* [INPUT FOR THIS TASK]:
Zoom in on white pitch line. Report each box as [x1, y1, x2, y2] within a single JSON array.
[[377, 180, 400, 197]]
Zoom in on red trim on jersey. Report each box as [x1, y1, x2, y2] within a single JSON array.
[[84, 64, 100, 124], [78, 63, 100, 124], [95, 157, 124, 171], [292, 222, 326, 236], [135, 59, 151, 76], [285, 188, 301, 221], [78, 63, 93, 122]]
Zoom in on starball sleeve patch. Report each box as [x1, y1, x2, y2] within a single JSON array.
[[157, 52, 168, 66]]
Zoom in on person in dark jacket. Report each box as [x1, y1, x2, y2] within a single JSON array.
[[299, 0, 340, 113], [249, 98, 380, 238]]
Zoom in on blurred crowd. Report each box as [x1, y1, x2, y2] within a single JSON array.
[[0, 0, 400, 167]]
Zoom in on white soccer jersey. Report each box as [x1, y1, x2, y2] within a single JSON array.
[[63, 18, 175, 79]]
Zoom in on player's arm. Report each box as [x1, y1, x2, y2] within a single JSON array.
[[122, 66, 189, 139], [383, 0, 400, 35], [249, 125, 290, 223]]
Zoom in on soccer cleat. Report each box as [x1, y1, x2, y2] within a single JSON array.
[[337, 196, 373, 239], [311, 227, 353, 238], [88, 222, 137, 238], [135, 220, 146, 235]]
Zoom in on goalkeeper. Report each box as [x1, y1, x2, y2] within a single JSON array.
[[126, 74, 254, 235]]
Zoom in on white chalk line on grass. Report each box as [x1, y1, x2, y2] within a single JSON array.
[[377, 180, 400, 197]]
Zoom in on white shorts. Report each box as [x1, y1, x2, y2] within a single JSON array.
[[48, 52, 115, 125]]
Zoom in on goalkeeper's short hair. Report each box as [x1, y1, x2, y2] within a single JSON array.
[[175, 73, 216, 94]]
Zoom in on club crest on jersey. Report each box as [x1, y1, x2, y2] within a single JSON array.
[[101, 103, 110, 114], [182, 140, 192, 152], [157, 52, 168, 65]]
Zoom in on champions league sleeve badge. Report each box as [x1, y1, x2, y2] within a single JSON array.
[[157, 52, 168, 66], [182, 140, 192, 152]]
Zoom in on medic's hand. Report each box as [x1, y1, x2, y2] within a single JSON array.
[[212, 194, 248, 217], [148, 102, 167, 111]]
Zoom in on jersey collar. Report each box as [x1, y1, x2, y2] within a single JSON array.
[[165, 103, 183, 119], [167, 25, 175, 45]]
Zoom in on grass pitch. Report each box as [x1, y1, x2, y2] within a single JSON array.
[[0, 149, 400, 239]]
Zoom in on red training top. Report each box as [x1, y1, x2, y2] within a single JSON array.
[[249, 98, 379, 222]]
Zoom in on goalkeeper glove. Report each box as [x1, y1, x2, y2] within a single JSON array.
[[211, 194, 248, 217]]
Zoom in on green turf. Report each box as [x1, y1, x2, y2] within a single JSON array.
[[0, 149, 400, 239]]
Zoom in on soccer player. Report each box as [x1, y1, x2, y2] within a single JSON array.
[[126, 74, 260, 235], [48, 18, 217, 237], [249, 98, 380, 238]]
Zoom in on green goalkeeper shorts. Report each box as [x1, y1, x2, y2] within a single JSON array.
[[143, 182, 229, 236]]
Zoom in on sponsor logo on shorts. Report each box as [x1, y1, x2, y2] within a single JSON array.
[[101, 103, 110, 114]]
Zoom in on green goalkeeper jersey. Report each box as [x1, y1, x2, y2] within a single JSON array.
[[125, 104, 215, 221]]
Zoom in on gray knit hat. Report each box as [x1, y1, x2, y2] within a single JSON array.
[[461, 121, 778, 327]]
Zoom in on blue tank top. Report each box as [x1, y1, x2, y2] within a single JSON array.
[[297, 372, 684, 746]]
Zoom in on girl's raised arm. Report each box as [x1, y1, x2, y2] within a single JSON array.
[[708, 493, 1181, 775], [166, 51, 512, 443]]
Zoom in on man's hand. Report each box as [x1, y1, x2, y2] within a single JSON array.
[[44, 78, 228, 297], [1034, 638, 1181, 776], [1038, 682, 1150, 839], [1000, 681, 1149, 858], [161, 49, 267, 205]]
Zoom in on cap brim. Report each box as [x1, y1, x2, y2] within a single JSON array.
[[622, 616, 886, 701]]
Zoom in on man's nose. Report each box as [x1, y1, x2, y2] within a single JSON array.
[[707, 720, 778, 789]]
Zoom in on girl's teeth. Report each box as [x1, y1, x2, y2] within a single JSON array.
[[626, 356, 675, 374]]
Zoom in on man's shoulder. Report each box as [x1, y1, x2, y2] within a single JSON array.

* [EXERCISE TASK]: Copy the records from the line with "Zoom in on white soccer" to the line with "125, 290, 223]]", swapping "arm" for "forearm" and keeping everything else the same.

* [REPLY TO THE TASK]:
Zoom in on white soccer jersey. Report each box as [x1, y1, x2, y2] within a single JSON array.
[[63, 18, 175, 79]]
Zoom in on player's forearm. Report each box as [x1, y1, x2, y2] within a single JSON array.
[[122, 66, 189, 139], [383, 0, 400, 35], [249, 125, 290, 223]]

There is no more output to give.